Task item
Transcribe the passage of the article on the Rift Valley Fever vaccine subsidy starting with "CEPI is a partnership" and going on through "and sub-tropical regions.".

Text provided
--*--
Wageningen Univ. gets $12.5 million to find vaccine for mosquito borne virus
Wageningen University received a subsidy of 12.5 million euros to create a vaccine against the mosquito borne virus Rift Valley Fever that is safe for humans. The subsidy comes from the Coalition for Epidemic Preparedness Innovation (CEPI), NOS reports.
Rift Valley Fever is an infectious disease that causes high mortality among livestock and can also be dangerous for humans. The disease, named after the Rift Valley in Kenya where it first appeared, is prevalent in Africa and on the Arabian peninsula. People are mainly infected by contact with the blood or organs of infected animals. But the virus can also be transmitted through a bite from a mosquito that has been infected by biting an infected animal. Experts are concerned that the virus can also be transmitted from person to person by the same mosquito that transmits yellow fever. Rift Valley Fever is fatal for around one per 100 infected people.
Previous research by Wageningen University showed hat mosquitoes that are native to the Netherlands are capable of transmitting the Rift Valley Fever virus. There is already a vaccine to protect cattle against the disease. With the 12.5 million dollar subsidy, Wageningen Bioveterinary Research is tasked with investigating the effectiveness and safety of a similar vaccine for humans.
CEPI is a partnership of public, private and philanthropic organizations that was established in Davos in 2017. Since then CEPI invested 380 million dollars in the development of 14 vaccines, including the Rift Valley Fever vaccine led by Wageningen University. All fourteen vaccines are against virus infections that can spread from animal to person and sometimes also from person to person, usually through mosquitoes. Due to climate change, colder regions increasingly have favorable habitats for mosquitoes that previously only existed tropical and sub-tropical regions.
--*--
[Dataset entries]
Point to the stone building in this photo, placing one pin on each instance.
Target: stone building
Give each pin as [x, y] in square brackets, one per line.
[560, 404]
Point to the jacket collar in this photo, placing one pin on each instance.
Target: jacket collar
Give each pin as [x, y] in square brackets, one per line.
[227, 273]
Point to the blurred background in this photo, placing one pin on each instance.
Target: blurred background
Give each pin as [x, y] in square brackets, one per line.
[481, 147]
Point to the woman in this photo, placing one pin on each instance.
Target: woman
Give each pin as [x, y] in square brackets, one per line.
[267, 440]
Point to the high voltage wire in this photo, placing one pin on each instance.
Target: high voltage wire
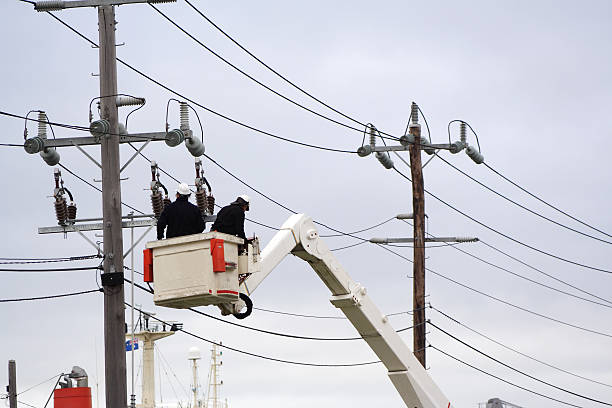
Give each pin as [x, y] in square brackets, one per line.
[515, 350]
[254, 354]
[522, 206]
[608, 302]
[506, 235]
[269, 331]
[515, 369]
[251, 77]
[506, 381]
[50, 296]
[271, 69]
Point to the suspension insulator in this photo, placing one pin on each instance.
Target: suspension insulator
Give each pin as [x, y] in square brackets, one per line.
[157, 203]
[201, 200]
[211, 204]
[61, 211]
[71, 211]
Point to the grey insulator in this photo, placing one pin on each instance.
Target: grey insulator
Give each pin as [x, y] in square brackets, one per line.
[474, 155]
[99, 128]
[365, 150]
[384, 159]
[34, 145]
[195, 146]
[50, 156]
[456, 147]
[175, 137]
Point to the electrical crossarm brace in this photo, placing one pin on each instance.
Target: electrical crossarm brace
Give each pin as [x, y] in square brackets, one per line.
[299, 236]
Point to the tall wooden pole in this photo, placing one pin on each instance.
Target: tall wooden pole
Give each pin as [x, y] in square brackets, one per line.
[112, 279]
[12, 384]
[418, 209]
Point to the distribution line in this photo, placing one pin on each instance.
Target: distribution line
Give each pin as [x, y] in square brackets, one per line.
[517, 351]
[506, 235]
[608, 303]
[127, 65]
[174, 23]
[293, 336]
[522, 206]
[506, 381]
[50, 296]
[254, 354]
[517, 370]
[545, 202]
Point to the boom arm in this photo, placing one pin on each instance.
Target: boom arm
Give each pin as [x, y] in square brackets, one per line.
[299, 236]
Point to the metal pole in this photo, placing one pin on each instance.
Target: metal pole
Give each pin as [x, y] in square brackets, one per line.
[112, 279]
[418, 209]
[12, 384]
[133, 395]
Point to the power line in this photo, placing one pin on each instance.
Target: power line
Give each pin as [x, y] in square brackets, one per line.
[545, 202]
[505, 235]
[84, 268]
[271, 69]
[506, 381]
[515, 369]
[199, 104]
[515, 350]
[278, 360]
[50, 296]
[200, 43]
[522, 206]
[293, 336]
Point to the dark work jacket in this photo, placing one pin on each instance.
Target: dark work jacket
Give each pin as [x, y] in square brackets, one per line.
[181, 217]
[230, 220]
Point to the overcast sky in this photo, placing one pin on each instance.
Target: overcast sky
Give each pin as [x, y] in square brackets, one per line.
[531, 78]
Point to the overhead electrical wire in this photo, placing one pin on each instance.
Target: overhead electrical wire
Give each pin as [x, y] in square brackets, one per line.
[254, 354]
[505, 381]
[50, 296]
[199, 104]
[515, 350]
[293, 336]
[174, 23]
[506, 235]
[515, 369]
[522, 206]
[608, 303]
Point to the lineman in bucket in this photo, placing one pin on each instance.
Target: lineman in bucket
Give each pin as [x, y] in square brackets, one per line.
[181, 217]
[230, 219]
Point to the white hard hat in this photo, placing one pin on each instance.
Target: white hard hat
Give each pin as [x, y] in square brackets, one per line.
[183, 189]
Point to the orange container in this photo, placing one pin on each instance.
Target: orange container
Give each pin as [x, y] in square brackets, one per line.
[78, 397]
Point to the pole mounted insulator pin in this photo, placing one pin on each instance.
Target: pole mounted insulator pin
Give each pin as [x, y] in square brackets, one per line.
[475, 155]
[53, 5]
[175, 137]
[99, 128]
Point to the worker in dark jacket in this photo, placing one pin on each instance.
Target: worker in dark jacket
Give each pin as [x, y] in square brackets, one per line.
[181, 217]
[230, 219]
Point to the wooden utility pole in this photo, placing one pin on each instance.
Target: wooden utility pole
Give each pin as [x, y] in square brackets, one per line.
[12, 389]
[112, 278]
[418, 209]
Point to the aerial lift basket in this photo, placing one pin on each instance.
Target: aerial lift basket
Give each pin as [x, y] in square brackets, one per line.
[193, 270]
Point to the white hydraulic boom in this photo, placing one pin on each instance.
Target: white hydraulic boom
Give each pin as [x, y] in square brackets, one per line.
[299, 236]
--*--
Exercise answer
CEPI is a partnership of public, private and philanthropic organizations that was established in Davos in 2017. Since then CEPI invested 380 million dollars in the development of 14 vaccines, including the Rift Valley Fever vaccine led by Wageningen University. All fourteen vaccines are against virus infections that can spread from animal to person and sometimes also from person to person, usually through mosquitoes. Due to climate change, colder regions increasingly have favorable habitats for mosquitoes that previously only existed tropical and sub-tropical regions.